China is a signatory to the Biological Weapons Convention [1]. The US State Department regularly issues a compliance report about it (and other international agreements). Here [2] is how it summarized China's compliance in August 2019:
"Information indicates that the People’s Republic of China (China) engaged during the reporting period in biological activities with potential dual-use applications, which raises concerns regarding its compliance with the BWC. In addition, the United States does not have sufficient information to determine whether China eliminated its assessed biological warfare (BW) program, as required under Article II of the Convention."
(That's followed by some more details, which you can read about in [2].)
Given this ongoing scrutiny, it would be very surprising if a smoking gun that the PRC has in fact been developing bioweapons were just swept under the rug.
I'm making the assumption that there's a MAD situation here with regards to revealing bioweapon programs. I am assuming every major economy has clandestine bioweapon programs and that every major economy has the dirt on everyone else's bioweapons programs, regardless of treaties. So if the US, or someone else, comes out hard against China for an alleged bioweapon program, then China will release information about US programs. That is why, in my opinion, the media headlines and public positions of the major players will be a polite fiction. The truth may wind up buried in some report somewhere, but it won't make the same kinds of headlines that "kooky bat eating" makes.
One of the issues in treaty monitoring for bioweapons is that so much research is inherently dual-use. The CDC synthesized Spanish flu and infected primates to study why it was so lethal.. they've even tweaked regular strains of flu to make them more lethal, in order to study what genetic factors influence virulence and mortality. There are legitimate, compelling reasons to make even genetically engineered pathogens. Even straight-up engineered bioweapons can be used to study defenses.

Questions on the material:
a - Duplicate the part of the passage on China and bioweapons starting at "(That's followed by" and ending at "under the rug.".
b - Write the next part of the passage on China and bioweapons, picking up after its final sentence.
The lines after this point are separate material, unrelated to the passage on China and bioweapons.

Source data:
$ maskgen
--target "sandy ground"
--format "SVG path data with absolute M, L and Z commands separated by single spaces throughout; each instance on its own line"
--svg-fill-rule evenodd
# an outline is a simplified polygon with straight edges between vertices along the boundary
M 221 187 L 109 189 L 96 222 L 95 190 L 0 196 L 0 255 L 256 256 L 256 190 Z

Numbered answers:
a -
(That's followed by some more details, which you can read about in [2].)
Given this ongoing scrutiny, it would be very surprising if a smoking gun that the PRC has in fact been developing bioweapons were just swept under the rug.

b -
Funny, I would have assumed the opposite. Nobody wins a war by releasing a doomsday virus that indiscriminately kills 5% of the world. But they can win battles by temporarily incapacitating an army, with no fear of loss of their own life if the winds blow in the opposite direction.
But the point of a bio weapon is not to kill everyone,just your enemy. So i guess you would want it to be very deadly and not spread to far. And i imagine you would want to primarily take out young healthy people (soldiers) not the eldery and sickly. (I assume)
This virus spreads quickly (check) but has a mortality rate of 2%, mostly the old and already immunocompromised. If that's a bioweapon it's a pretty ineffective one.
If you want to extinct homo sapiens you should probably make a virus that infects everybody and has as little symptoms as possible and then kills them a year later.
We don't know yet if this virus has any long-term consequences. HIV would seem harmless if we estimated its effects after 1 month.
But I don't think bioweapons need to be deadly. If you can make a virus that kills 2% of people but shuts down global trade with your main economic competitor for example - that's quite useful (if you don't care for morality of course).
I'm not persuaded it's human-created, but it's a possibility.
2% so far, it's very early in the lifecycle of this epidemic and most people go days without showing any symptoms.
The mortality rate will rapidly increase as it spreads to areas where it can overwhelm the local infrastructure. Not every country is capable of creating hospitals in 6 days like China, and China has a lot of experience responding to these crises since the Sars days.
We are only a month in, it's too early to really count mortality.